---------- Dokumentauszug ----------
Mit der Bewertung des Erbbaurechts ist die Verpflichtung zur Zahlung des Erbbauzinses (wertmindernd) und mit der Bewertung des Erbbaurechtsgrundstücks ist das Recht auf den Erbbauzins (erwerbserhöhend) abgegolten, § 192 S. 2 Hs. 1 BewG. Die hiernach ermittelten Grundbesitzwerte dürfen gem. § 192 S. 2 Hs. 2 BewG nicht weniger als 0 EUR betragen.
b) Bewertung des Erbbaurechts
Rz. 83
Der Wert des Erbbaurechts ist im Vergleichswertverfahren nach § 183 BewG (siehe Rdn 45 ff.>) zu ermitteln, wenn für das zu bewertende Erbbaurecht Vergleichskaufpreise oder aus Kaufpreisen abgeleitete Vergleichsfaktoren vorliegen, § 193 Abs. 1 BewG. Entsprechende Vergleichsdaten werden in Praxis regelmäßig nicht zur Verfügung stehen, da es sich bei den Vergleichsobjekten um Objekte derselben Grundstücksarten und vergleichbaren Vereinbarungen, insbesondere zum Erbbauzins und zu den Laufzeiten, handeln müsste. Sofern das Vergleichswertverfahren aus den genannten Gründen nicht greift, ist das finanzmathematische Verfahren gem. § 193 Abs. 2–5 BewG anzuwenden. Dabei wird der Wert eines Erbbaurechts aus dessen Bodenwertanteil und Gebäudewertanteil ermittelt.
----------
▸ **Ziel der Aufgabe**
Aus welchen beiden Anteilen wird laut dem Auszug zur Bewertung des Erbbaurechts der Wert eines Erbbaurechts im finanzmathematischen Verfahren ermittelt?
---------- Bereitgestelltes Material ----------
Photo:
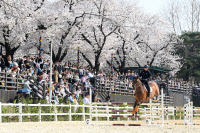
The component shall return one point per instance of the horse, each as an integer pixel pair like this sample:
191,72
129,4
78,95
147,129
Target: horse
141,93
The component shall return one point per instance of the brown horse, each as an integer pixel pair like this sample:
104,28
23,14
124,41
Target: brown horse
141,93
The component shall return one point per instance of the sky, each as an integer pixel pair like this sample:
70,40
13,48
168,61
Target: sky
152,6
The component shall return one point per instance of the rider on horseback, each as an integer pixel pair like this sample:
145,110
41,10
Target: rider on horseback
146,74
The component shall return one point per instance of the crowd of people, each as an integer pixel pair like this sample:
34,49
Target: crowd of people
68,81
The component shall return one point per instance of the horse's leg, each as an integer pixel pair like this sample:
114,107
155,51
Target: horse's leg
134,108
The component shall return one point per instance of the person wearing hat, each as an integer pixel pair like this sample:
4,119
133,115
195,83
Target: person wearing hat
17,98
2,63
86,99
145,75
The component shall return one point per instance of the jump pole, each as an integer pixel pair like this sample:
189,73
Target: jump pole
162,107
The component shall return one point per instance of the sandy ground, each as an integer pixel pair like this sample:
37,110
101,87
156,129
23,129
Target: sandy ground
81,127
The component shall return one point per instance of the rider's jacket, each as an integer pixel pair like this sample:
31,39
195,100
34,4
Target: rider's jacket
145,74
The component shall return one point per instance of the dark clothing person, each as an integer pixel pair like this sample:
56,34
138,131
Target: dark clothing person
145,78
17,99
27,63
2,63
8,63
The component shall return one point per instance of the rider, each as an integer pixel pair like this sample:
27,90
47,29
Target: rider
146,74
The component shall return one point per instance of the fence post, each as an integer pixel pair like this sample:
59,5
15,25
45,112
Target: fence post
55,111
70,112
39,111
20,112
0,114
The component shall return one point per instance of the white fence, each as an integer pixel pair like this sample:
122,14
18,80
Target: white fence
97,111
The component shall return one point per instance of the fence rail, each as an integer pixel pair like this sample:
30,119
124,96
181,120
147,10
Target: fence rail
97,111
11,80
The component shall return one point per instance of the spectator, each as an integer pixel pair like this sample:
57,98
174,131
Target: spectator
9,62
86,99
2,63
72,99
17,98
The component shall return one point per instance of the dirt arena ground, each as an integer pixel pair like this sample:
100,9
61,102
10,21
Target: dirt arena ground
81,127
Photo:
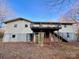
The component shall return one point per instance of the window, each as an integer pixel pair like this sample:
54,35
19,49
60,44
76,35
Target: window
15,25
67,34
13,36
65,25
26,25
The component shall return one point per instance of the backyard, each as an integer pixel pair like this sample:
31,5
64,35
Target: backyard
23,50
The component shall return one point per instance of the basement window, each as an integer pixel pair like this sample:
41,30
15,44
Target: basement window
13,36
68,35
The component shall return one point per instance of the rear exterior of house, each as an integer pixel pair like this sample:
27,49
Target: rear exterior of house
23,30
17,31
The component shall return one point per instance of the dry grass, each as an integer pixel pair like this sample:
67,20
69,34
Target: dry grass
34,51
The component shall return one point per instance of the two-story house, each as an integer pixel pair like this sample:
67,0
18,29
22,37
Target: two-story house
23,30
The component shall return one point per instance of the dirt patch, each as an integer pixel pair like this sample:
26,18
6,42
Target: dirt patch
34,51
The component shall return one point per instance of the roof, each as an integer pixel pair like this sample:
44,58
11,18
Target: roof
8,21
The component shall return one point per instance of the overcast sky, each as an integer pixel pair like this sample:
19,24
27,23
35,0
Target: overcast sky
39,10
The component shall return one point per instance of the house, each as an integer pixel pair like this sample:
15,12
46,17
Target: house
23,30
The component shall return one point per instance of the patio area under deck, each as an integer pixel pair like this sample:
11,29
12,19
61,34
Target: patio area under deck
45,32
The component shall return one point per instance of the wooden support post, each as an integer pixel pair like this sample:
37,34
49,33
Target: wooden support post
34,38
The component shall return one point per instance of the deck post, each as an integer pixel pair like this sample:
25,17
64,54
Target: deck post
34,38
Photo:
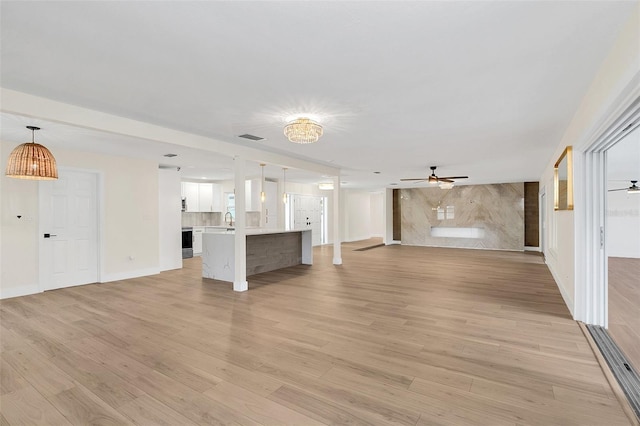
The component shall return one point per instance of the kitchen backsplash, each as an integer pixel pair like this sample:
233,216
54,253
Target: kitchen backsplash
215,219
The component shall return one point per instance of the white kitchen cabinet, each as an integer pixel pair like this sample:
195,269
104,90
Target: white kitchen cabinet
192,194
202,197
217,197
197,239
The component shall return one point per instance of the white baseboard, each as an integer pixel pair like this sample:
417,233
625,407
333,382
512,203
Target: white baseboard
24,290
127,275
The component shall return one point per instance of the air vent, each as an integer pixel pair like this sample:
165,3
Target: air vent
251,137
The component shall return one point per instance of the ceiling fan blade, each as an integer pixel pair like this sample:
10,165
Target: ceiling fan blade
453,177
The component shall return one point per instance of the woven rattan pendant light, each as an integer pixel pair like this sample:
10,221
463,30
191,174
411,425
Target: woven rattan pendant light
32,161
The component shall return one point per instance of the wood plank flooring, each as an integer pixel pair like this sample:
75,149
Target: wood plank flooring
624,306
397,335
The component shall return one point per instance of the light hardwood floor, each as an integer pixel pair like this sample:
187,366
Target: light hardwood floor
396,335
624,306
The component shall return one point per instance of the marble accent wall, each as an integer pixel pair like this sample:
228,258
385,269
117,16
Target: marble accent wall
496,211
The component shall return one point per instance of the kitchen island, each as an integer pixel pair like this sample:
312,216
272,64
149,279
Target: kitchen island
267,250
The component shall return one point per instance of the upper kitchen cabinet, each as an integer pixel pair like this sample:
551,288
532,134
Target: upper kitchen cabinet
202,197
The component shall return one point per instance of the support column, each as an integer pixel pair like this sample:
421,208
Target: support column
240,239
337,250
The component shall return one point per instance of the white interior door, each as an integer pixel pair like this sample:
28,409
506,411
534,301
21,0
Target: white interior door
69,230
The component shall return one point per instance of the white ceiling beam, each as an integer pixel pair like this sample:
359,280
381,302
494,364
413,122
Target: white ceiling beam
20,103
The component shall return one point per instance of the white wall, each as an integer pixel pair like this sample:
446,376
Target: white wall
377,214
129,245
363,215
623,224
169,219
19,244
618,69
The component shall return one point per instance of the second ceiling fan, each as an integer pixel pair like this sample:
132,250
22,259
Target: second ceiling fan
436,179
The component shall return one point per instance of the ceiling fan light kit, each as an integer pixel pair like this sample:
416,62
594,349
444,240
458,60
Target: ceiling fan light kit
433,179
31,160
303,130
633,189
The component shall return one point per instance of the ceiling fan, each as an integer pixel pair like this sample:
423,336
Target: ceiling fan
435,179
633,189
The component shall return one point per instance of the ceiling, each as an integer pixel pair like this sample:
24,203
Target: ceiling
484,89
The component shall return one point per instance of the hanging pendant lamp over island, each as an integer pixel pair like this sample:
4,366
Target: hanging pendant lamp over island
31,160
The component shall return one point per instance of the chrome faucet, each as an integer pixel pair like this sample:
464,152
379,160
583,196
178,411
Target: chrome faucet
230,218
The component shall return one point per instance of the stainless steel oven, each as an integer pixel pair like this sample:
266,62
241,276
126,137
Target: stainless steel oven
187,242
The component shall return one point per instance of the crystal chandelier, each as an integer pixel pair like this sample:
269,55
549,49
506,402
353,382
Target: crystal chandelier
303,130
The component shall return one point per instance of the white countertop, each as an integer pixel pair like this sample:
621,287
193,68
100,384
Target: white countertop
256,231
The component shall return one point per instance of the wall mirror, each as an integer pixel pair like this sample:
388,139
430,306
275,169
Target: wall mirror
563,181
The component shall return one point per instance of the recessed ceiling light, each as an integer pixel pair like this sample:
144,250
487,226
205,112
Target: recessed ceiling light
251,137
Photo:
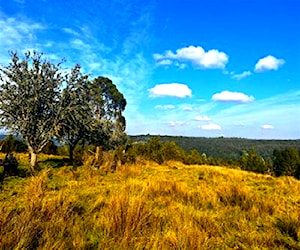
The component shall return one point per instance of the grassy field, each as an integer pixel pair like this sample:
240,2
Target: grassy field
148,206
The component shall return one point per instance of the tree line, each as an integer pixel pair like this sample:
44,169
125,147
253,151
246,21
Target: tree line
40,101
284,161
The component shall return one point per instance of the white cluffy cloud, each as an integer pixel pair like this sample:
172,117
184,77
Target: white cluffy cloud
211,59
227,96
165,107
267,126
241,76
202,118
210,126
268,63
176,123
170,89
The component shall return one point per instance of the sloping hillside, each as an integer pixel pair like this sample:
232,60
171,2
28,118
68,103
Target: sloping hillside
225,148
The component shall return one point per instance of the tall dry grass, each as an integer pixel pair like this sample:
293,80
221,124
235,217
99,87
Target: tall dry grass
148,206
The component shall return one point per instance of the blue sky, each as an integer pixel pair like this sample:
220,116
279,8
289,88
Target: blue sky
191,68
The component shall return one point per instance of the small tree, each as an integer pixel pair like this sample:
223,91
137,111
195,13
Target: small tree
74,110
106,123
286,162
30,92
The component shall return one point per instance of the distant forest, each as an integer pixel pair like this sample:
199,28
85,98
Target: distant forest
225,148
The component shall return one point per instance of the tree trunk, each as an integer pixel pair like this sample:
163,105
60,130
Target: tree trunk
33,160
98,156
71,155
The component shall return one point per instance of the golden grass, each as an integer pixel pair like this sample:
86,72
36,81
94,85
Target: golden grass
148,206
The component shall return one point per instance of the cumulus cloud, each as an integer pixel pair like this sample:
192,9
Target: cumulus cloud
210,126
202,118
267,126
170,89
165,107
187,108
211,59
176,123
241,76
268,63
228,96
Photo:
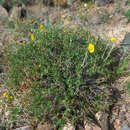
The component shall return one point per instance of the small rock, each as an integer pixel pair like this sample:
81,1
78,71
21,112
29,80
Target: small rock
----------
▸ **Endergebnis**
Aus dem Bodenwertanteil und dem Gebäudewertanteil.